___ PROVIDED RECORDS

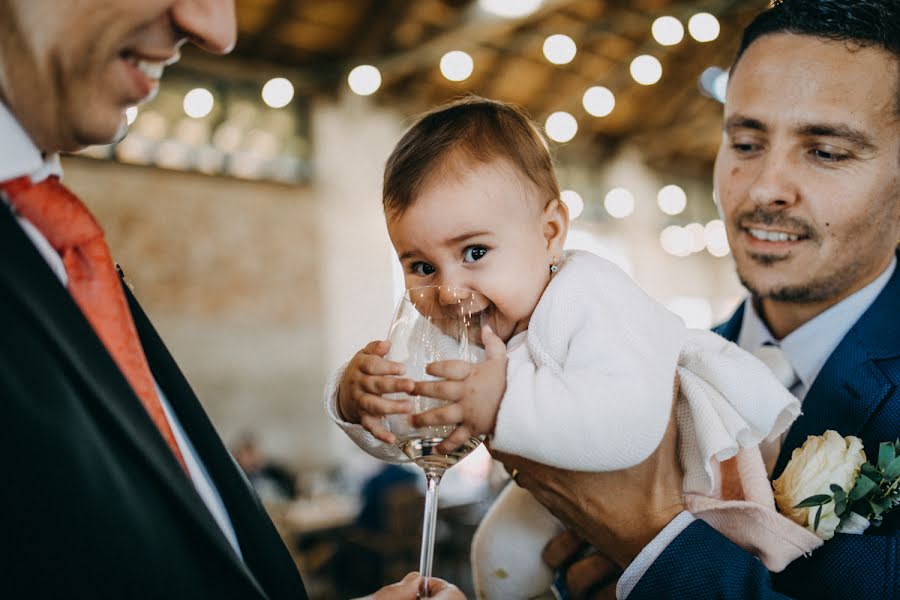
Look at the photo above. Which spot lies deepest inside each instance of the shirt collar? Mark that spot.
(809, 346)
(18, 154)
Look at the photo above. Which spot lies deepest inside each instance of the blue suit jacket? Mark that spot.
(856, 393)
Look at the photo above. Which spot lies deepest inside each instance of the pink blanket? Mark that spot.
(744, 511)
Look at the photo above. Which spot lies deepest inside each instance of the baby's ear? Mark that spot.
(555, 222)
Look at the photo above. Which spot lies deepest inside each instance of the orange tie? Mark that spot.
(69, 227)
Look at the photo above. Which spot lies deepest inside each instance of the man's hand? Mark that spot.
(474, 391)
(367, 377)
(586, 574)
(408, 589)
(617, 512)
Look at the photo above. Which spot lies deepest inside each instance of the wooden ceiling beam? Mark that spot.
(261, 42)
(372, 34)
(475, 27)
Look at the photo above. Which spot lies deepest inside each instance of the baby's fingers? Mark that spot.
(457, 438)
(375, 426)
(377, 384)
(444, 415)
(451, 391)
(372, 364)
(376, 405)
(450, 369)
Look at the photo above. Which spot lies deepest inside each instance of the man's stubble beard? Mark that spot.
(817, 289)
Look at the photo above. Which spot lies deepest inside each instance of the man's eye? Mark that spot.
(745, 148)
(829, 156)
(421, 269)
(474, 253)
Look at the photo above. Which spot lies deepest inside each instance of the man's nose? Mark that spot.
(775, 185)
(210, 24)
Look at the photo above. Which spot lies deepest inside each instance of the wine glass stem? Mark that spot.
(433, 480)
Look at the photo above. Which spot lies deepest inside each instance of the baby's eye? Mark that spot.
(474, 253)
(421, 269)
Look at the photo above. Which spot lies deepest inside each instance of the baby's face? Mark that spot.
(483, 229)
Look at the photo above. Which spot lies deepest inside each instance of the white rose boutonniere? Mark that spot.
(829, 486)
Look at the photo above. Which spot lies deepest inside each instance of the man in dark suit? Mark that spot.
(807, 182)
(115, 484)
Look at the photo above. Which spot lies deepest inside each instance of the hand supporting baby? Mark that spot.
(367, 376)
(472, 390)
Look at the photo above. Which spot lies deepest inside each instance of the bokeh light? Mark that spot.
(703, 27)
(457, 65)
(574, 202)
(198, 103)
(668, 31)
(646, 69)
(598, 101)
(364, 80)
(619, 203)
(671, 199)
(278, 92)
(561, 127)
(559, 49)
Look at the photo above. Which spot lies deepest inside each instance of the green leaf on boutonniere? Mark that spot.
(838, 491)
(886, 455)
(863, 486)
(893, 470)
(817, 500)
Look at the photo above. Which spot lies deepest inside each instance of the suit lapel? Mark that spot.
(25, 275)
(731, 328)
(256, 536)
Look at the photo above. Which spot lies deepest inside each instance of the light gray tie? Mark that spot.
(774, 357)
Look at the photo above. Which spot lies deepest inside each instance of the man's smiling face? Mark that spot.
(808, 173)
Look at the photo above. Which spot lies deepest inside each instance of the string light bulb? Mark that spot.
(598, 101)
(560, 49)
(668, 31)
(704, 27)
(646, 69)
(561, 127)
(457, 65)
(364, 80)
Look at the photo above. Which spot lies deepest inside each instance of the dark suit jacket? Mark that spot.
(856, 393)
(93, 504)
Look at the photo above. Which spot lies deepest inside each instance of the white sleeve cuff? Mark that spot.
(643, 561)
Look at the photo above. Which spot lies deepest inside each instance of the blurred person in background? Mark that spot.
(808, 182)
(271, 481)
(121, 488)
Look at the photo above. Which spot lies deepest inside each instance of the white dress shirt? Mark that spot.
(19, 157)
(807, 348)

______

▶ _WRITTEN EXERCISE_
Reproduce the items above line for line, without changing anything, and leave out the pictures.

▶ _SOLUTION TO THIS TASK_
Look at the photo above. Which spot lies deepest inside each instance of the shirt collar? Mark that spot.
(809, 346)
(18, 154)
Look at the photo above. Which spot lies deepest inside each instance of the blue suit jacket? Mark that spot.
(856, 393)
Look at the photo above. Which spot lies deepest inside each instance of the pink blanket? Mark that spot.
(744, 511)
Look at the photo above. Which spot lies deepest inside each instance of the baby's ear? Mark that spot.
(555, 222)
Look at the photo above. Which spot lies deepest inside each instance of the orange tie? Mark that spot.
(69, 227)
Look at the photo above. Which spot lies deepest inside each instance of the man's hand? Mark that spot.
(474, 391)
(367, 377)
(586, 574)
(408, 589)
(617, 512)
Look at the photo above. Which spot lies deepest inside each instance of the wooden ceiling beam? Mark that spot.
(261, 42)
(372, 34)
(475, 27)
Look at the photo above. Which spot lies deepest inside each instance of the baby's fingers? Mark that spot.
(457, 438)
(375, 426)
(377, 384)
(444, 415)
(451, 391)
(372, 364)
(376, 405)
(450, 369)
Look at the photo above. Which spot lies deepest inside each instance of the man's stubble beard? Mark that spot.
(817, 289)
Look at the photo above. Which spot lies deepest inside each instance of the man's eye? Mark that spot.
(745, 148)
(829, 156)
(421, 269)
(474, 253)
Look at the photo above. Which spot lies deepest inside each instance of the man's nose? Mark that spot.
(775, 185)
(210, 24)
Look at the photo above. Which spot lies deepest inside each instance of the wine glass stem? Mark that spot.
(433, 480)
Look at the photo above. Which spot lies deepest inside each instance of the baby's eye? Mark that spot.
(474, 253)
(421, 269)
Look at the photo above. Which spot lies deepest inside each instance of the baby's face? Mark that spot.
(483, 229)
Look at the photo above. Which spot lies deepest inside each instance of the white rose boutonniere? Mark that spot.
(829, 486)
Look at the photo above. Which spot lies deepest inside each instance of the man in dark suit? Mark that spot.
(807, 182)
(115, 484)
Look at the photo above. Which spot lies deepest inside each instance of the hand supporting baby? Mark that spot.
(367, 376)
(472, 390)
Look at the photo above. Which spot lies deepest inside each instance of the bokeh light? Mark that spot.
(703, 27)
(457, 65)
(574, 202)
(198, 103)
(668, 31)
(646, 69)
(598, 101)
(364, 80)
(619, 203)
(671, 199)
(278, 92)
(561, 127)
(559, 49)
Look at the photo above. Which spot lies deepest inside each instance of the green leaf on boutonniere? Mark that spot.
(838, 491)
(886, 455)
(863, 486)
(893, 470)
(817, 500)
Look at the photo above. Which spot lies deepest inside each instance of the suit lapel? Mark that spot.
(25, 275)
(731, 328)
(256, 536)
Look at the photo above. Which spot lies deepest inside each instance of the light gray tie? Mark that spot.
(774, 357)
Look at the photo above. Which spot lies deepest inside each instance of the man's smiling face? Mark that spot.
(808, 173)
Look at the photo above. Which spot lies deepest inside each instance of the string light bulb? Mark that spot.
(598, 101)
(560, 49)
(668, 31)
(704, 27)
(646, 69)
(561, 127)
(457, 65)
(364, 80)
Look at the photo above. Which spot lies deepest inside each instance of the dark suit jacket? Mark that spot.
(856, 393)
(93, 504)
Look at the photo above. Which spot lies deepest inside each instance of the white sleeve cuff? Mark that spot.
(643, 561)
Look at the photo above. Which spot lies deepest inside each instance of the blurred person in background? Mark that spot.
(808, 182)
(271, 481)
(121, 488)
Look at the photo above. Which spot lies deepest inside each instance of the white dress shirt? Mark that spot.
(19, 157)
(807, 348)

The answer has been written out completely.